In the supplied text below, where does the verse say the oath breakers shall stand again?
-- Begin Supplied text --
Over the land there lies a long shadow,
westward reaching wings of darkness.
The Tower trembles; to the tombs of kings
doom approaches. The Dead awaken;
for the hour is come for the oath breakers:
at the Stone of Erech they shall stand again
and hear there a horn in the hills ringing.
Whose shall the horn be? Who shall call them
from the grey twilight, the forgotten people?
The heir of him to whom the oath they swore.
From the North he shall come, need shall drive him:
he shall pass the Door to the Paths of the Dead.

I know I said I didn't like free verse. yeah, well, there's an exception to every rule (...except this one. har har. couldn't help it). I need to stop trying to analyze why I like things -- it's so hard to put it into words, I can't put it into words correctly anyway, and it sort of spoils the thing for me since I generally like it because it makes me feel all warm and fuzzy inside.
   there, I admitted my motivation for most things. warm fuzzies. woot. 
   besides, what if you get a kick out of good poetry not because of warm fuzzies, but because you like practicing the goose-step to its meter? ("the assyrian came down like a wolf on the fold...") or what if you need lyrics to rap? (can I give you a suggestion? try taylor swift's "love story". rapper's delight, no joke, and I like hot butter on my breakfast toast.) this is really not for you, in those cases.
-- End Supplied text --
-- Begin Entries shown --
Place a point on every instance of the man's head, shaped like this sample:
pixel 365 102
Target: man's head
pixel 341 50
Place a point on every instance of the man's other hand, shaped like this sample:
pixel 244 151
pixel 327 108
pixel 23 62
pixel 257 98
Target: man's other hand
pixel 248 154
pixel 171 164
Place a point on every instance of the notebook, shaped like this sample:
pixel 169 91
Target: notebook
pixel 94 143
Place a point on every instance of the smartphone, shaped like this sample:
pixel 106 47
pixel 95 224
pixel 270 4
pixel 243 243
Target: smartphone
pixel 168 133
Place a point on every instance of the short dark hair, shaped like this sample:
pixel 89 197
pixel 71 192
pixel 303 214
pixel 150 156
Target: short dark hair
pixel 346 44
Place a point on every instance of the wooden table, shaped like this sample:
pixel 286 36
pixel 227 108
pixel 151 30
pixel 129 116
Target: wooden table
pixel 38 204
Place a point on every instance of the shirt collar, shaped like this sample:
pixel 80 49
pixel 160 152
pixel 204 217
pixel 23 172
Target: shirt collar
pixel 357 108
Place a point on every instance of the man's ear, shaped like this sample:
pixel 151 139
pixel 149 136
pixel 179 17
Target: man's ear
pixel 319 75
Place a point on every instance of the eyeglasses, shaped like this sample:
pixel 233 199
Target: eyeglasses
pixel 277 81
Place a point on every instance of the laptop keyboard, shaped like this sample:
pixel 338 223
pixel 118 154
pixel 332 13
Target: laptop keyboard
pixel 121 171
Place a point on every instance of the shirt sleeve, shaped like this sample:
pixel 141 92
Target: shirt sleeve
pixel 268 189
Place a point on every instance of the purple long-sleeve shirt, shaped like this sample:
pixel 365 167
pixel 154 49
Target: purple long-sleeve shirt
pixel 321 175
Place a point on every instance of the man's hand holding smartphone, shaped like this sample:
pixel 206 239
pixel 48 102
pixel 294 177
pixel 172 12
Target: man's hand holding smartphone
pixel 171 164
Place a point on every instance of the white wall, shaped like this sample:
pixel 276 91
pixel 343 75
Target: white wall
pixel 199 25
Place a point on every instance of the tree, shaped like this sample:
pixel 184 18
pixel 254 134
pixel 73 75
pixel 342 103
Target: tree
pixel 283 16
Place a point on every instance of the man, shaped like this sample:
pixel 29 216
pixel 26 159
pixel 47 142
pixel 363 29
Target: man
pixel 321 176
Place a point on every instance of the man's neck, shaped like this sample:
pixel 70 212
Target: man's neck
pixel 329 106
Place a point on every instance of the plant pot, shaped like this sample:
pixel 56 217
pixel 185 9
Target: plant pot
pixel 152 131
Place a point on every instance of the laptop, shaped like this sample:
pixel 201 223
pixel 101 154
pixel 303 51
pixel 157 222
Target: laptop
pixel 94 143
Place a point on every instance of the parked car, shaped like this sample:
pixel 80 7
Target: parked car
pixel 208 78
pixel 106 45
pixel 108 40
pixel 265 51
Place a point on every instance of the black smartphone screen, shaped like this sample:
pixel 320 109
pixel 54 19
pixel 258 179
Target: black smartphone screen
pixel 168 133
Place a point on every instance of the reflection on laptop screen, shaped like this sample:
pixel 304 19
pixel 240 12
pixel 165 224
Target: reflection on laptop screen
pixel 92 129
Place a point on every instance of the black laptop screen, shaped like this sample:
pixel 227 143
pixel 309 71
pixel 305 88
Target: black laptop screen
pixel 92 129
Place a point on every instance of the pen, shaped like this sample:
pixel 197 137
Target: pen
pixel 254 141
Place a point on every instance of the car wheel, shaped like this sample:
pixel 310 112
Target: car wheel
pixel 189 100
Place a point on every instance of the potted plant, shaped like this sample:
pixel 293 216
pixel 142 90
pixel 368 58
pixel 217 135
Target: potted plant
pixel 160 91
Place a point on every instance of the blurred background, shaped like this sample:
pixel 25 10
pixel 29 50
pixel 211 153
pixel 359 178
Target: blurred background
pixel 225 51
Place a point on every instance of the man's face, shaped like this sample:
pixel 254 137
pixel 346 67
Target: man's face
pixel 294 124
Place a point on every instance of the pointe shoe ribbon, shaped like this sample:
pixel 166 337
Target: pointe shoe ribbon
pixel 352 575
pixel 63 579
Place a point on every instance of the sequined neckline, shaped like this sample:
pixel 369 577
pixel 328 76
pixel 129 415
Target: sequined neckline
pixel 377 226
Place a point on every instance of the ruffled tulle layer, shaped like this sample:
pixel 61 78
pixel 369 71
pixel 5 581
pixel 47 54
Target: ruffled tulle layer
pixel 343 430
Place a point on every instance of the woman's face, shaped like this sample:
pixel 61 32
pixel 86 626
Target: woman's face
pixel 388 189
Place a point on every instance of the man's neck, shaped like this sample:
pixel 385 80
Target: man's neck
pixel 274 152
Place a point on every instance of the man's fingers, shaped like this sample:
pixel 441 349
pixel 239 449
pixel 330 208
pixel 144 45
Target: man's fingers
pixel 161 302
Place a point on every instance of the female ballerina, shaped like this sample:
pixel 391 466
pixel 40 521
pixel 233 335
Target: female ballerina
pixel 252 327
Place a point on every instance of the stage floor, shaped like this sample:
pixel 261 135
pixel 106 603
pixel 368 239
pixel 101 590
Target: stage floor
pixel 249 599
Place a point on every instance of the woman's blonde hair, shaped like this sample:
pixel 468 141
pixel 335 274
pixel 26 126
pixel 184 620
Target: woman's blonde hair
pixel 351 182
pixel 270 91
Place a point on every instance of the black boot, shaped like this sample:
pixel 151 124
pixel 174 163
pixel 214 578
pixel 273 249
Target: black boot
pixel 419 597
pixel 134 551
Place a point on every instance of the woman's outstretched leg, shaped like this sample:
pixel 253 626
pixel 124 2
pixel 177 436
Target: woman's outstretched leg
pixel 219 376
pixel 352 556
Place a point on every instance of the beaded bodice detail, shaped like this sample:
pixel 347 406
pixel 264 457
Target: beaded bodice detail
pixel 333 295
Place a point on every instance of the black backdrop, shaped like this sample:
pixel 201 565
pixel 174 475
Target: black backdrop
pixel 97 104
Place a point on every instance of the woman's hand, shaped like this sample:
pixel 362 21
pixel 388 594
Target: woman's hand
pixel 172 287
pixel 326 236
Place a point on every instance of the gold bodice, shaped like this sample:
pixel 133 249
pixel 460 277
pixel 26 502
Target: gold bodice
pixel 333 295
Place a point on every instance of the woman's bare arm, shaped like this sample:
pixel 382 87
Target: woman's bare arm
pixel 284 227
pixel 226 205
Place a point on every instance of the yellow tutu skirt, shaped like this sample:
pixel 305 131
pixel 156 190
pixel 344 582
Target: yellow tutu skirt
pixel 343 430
-- End Entries shown --
Problem solution
At the Stone of Erech.